*TASKS*:
**1)** Which abbreviations appear in the passage on smart meters?
**2)** Can you format the records as a JSON list of strings, one string per line and blank lines left out, starting at the line that contains "Note: mark the pink placemat" and stopping after the last line of the records?

*SOURCE DOCUMENT*:
------

Like closing verification, restoration verification has the metering system report in as the power is returned to the meters. This alert function is built into many meters that are being deployed as smart meters today and includes a timestamp for the restoration time. For some utilities this is improving their IEEE indices, since their crews may take several minutes to complete other actions before reporting the power back on. It can also be used to help isolate nested outages and help the field crews get to the root cause of those nested outages before they leave the scene.
Momentary outages normally increase as vegetation grows back in an area and starts to become a potential issue for overhead lines. Smart metering allows the return of momentary outage information and allows the outage counts to be overlaid on a GIS system. This allows the planners to better target vegetation management people to the right locations. In the underground world, cable and splice failures can be found early, prior to a complete failure.
If more sensors were available in the distribution network, it would be possible to do distribution SCADA. With the deployment of smart meters and a near real time communications network, it is possible to pick a sub-set of the smart meters and use them as bell weather devices in the grid to provide a distribution SCADA-like capability. In addition some utilities are installing smart meters in place of RTUs for extending their current SCADA system further into the grid.
As interference with the operation of the distribution grid becomes more common, it becomes more and more important to monitor the integrity of the grid at all times. Smart meters offer a way to get a “heart beat” from the whole of the distribution system on a regular basis, thus providing assurance that the grid is intact – that it has not been attacked by a mad man in a backhoe or a copper thief with a chainsaw.

------

*RECORD EXTRACTS*:
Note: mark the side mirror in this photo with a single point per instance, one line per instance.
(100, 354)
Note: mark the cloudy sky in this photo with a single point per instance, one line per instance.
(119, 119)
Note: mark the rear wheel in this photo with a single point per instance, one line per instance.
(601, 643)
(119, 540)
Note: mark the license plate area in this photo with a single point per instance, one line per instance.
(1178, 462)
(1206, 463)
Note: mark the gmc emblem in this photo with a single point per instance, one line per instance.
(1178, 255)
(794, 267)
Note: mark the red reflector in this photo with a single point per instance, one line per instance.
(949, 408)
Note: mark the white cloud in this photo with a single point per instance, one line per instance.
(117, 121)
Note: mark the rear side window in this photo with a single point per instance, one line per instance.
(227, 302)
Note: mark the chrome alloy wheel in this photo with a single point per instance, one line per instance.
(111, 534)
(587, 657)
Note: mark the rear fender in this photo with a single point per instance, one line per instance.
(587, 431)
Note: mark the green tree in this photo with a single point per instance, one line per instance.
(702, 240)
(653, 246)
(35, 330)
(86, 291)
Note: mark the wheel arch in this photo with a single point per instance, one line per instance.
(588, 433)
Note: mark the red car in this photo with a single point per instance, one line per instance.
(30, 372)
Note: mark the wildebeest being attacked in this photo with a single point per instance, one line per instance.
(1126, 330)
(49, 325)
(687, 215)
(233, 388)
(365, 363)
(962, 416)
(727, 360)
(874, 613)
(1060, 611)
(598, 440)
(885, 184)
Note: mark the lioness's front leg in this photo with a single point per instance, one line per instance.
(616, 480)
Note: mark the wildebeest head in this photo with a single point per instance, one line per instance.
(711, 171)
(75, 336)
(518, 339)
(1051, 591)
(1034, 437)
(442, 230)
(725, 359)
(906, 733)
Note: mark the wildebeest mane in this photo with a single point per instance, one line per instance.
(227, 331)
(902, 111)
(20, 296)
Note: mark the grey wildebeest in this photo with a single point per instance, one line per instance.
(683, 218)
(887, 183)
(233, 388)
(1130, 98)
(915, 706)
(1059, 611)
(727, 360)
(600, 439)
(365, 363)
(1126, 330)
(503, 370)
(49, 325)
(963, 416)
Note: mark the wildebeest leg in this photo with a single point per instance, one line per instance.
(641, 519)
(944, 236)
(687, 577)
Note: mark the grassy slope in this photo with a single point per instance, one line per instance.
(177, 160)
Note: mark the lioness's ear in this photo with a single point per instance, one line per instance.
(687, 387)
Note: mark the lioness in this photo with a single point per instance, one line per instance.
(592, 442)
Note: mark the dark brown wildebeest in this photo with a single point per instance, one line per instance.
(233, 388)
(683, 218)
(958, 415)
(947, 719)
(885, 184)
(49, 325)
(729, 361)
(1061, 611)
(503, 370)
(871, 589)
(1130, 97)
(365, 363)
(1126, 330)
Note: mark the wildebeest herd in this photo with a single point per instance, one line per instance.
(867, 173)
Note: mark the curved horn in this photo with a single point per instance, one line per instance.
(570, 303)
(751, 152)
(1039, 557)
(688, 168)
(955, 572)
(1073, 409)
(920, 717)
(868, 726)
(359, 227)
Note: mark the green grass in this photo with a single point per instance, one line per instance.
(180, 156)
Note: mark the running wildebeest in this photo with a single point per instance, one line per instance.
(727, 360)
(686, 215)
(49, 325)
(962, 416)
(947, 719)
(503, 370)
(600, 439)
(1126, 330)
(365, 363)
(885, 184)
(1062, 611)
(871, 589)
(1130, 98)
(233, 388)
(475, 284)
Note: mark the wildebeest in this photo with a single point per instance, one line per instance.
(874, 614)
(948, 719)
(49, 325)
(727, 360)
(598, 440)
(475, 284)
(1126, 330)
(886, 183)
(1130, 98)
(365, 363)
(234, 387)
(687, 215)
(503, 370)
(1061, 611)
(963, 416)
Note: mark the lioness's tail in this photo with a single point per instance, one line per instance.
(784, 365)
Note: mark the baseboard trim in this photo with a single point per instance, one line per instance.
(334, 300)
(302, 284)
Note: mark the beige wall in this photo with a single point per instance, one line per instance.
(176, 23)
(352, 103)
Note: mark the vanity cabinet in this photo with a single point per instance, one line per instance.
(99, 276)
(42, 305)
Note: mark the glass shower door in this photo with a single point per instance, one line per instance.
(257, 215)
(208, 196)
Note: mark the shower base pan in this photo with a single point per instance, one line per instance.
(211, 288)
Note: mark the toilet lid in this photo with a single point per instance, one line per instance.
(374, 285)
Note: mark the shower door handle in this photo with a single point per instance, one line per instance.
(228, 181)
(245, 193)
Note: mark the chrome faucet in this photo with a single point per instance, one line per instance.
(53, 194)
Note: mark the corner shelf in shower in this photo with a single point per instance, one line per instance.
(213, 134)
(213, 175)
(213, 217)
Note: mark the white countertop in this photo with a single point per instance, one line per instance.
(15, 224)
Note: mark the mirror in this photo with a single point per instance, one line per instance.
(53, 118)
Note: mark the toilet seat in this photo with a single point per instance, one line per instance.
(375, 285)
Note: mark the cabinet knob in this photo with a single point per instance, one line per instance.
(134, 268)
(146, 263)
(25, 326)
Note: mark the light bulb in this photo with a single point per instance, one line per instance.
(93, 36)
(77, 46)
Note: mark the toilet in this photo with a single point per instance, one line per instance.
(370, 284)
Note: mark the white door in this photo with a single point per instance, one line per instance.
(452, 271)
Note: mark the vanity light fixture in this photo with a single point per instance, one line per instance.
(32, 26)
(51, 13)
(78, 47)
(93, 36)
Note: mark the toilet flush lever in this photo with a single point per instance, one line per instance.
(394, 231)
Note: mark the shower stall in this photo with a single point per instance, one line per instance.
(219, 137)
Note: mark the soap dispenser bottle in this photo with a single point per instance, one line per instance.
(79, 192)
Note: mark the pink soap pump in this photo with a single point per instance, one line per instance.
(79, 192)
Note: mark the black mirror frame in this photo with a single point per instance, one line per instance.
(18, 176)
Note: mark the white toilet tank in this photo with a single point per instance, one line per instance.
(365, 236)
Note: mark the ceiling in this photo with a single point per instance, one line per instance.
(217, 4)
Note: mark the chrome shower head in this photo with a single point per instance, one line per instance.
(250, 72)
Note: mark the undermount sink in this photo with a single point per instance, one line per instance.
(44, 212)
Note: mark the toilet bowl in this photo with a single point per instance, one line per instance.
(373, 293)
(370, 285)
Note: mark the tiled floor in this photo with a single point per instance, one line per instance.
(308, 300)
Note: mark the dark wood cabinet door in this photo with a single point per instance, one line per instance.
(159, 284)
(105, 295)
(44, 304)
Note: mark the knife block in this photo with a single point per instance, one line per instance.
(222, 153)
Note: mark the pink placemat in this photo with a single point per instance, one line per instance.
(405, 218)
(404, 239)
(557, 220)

------

*THE RESULTS*:
**1)** IEEE, GIS, SCADA, RTUs

**2)**
[
  "Note: mark the pink placemat in this photo with a single point per instance, one line per instance.",
  "(405, 218)",
  "(404, 239)",
  "(557, 220)"
]